* _TEXT EXTRACT_:
##########

I hit this same issue on AerynOS, though in my case as I am one of the distro maintainers I was just able to re-enable legacy xtables in the kernel. Beyond just making sure that dagger works with newer kernels it's important to resolve this because running a system with both iptables and nftables rules is technically not a supported configuration and the fact that it hasn't been a major issue is likely more to do with the fact that devices running dagger are usually only running dagger and not mixed workloads.

##########

* _PROVIDED DATA_:
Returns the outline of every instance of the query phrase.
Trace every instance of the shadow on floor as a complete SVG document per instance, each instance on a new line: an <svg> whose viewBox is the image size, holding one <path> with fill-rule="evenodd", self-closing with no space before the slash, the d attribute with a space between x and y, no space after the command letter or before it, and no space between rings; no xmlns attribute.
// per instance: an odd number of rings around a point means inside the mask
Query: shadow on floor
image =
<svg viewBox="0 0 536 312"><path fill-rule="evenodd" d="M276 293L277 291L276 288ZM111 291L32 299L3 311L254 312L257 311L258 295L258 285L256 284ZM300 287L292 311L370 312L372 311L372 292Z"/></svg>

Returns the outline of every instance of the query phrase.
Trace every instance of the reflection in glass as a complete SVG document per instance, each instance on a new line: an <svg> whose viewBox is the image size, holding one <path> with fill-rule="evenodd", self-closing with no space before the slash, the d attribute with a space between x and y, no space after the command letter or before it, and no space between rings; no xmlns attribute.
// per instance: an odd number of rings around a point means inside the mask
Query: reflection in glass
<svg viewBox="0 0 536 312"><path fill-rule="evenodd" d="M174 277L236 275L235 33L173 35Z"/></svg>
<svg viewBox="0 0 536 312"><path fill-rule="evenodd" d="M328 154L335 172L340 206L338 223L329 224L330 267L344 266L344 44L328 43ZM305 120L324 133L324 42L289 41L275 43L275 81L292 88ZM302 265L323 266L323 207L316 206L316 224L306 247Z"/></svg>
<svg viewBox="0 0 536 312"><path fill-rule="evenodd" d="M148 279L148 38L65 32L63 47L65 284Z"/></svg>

##########

Proceed with the forum post on Dagger and the iptables and nftables conflict, picking up after its final sentence. The items play no part in what follows.

I'd note that the Kubernetes project went through this several years ago and it would be wise to take a look at how they resolved it:

  • https://github.com/kubernetes/kubernetes/issues/71305
  • https://github.com/kubernetes/kubernetes/pull/82966

ReillyBrogan avatar Jan 05 '26 22:01 ReillyBrogan

I found the latest implementation that k8s uses here

ReillyBrogan avatar Jan 05 '26 22:01 ReillyBrogan

Waiting for this to get merged as I haven't been able to play with dagger for several months on my NixOS machine...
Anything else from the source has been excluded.